Exercice ->
Les affirmations suivantes concordent-elles avec le texte sur le Corcovado ? Répondez par oui ou par non et citez à l'identique les mots du texte qui tranchent. 1. La statue est recouverte de carreaux de stéatite. 2. Les auteurs sont partis visiter le Corcovado avec enthousiasme. 3. Le créateur de la statue n'a jamais douté de son œuvre.

Prêtez attention aux détails et découvrez les millions de carreaux de stéatite de la mosaïque qui recouvrent la statue. Voyez ces bras grands ouverts, les mains tendues vers un ciel que frôle sa tête. Et pour figer définitivement l’instant dans vos mémoires, observez son regard porté vers l’horizon infini. Sensation écrasante, étourdissante, qui laisse le vertige s’emparer de vous. Le Corcovado est cet endroit que nous étions partis visiter un peu à reculons. Trop célèbre, simple statue de béton, saturé de monde, nous nous sentions capable de faire demi-tour plutôt qu’endurer ce genre d’épreuves. Nous aurions eu simplement tort.

Depuis la passerelle posée au firmament du monde, il faut regarder la baie de Guanabara enflammée de reflets d’or et d’aciers, il faut longuement contempler Rio de Janeiro, ses cubes blancs en coton déployés sous des tropiques bercés par un air marin qui vient de plus loin, il faut sentir au-dessus de soi la présence d’un Christ qui par delà le vertige de la foi, propose à tous, croyants et mécréants, athées et dévots réunis, la possibilité d’une humanité apaisée. C’est un rêve, un spectacle incomparable d’une réalisation bientôt centenaire qui sema le doute dans les esprits, y compris celui de son créateur, et qui aujourd’hui porte haut les cœurs de ceux qui prennent de la hauteur au-dessus de Rio.

Matériel fourni ->

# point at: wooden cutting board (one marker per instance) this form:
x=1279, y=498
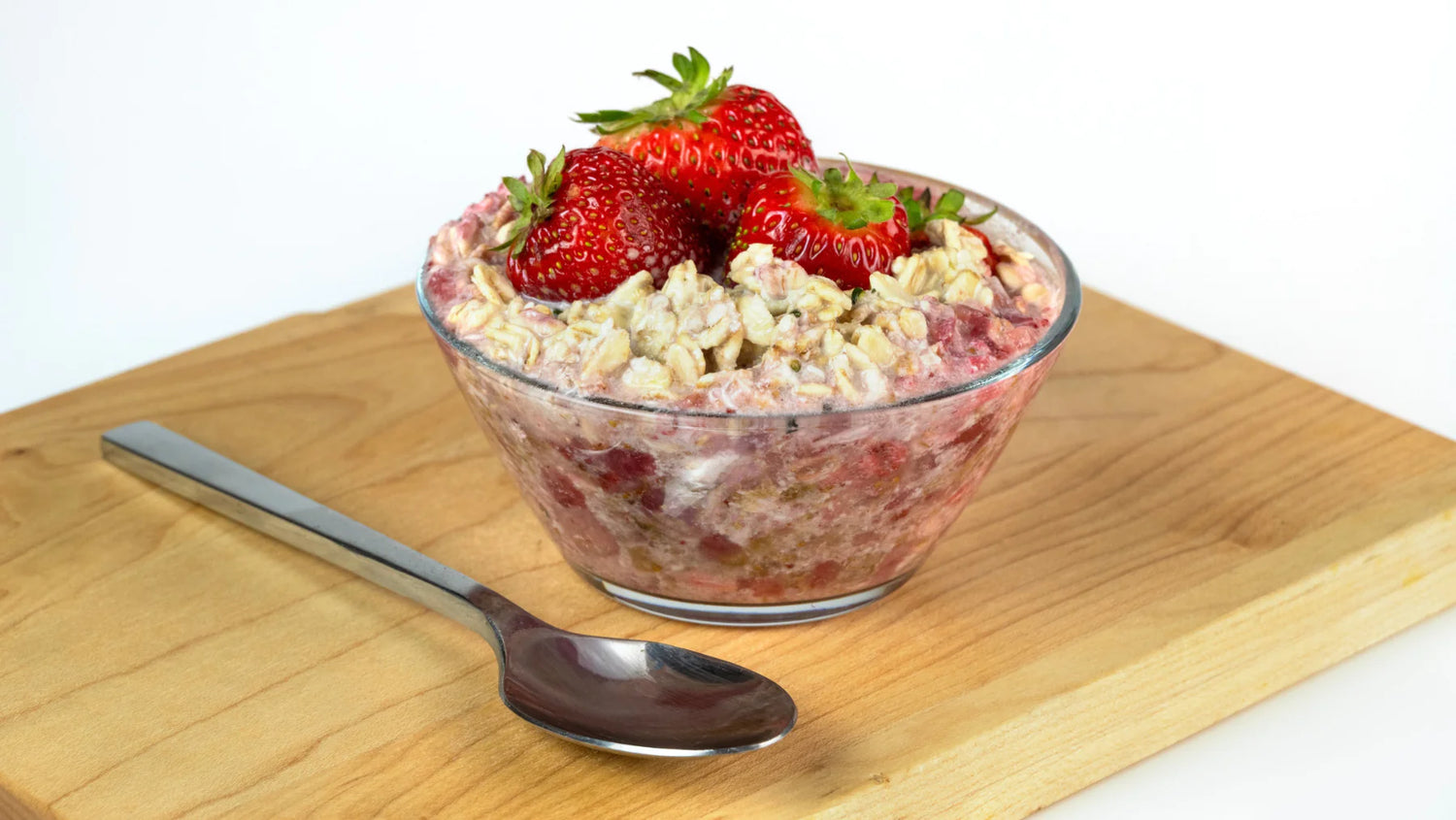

Corrigé ->
1. Oui : « les millions de carreaux de stéatite de la mosaïque qui recouvrent la statue ».
2. Non : « que nous étions partis visiter un peu à reculons ».
3. Non : « qui sema le doute dans les esprits, y compris celui de son créateur ».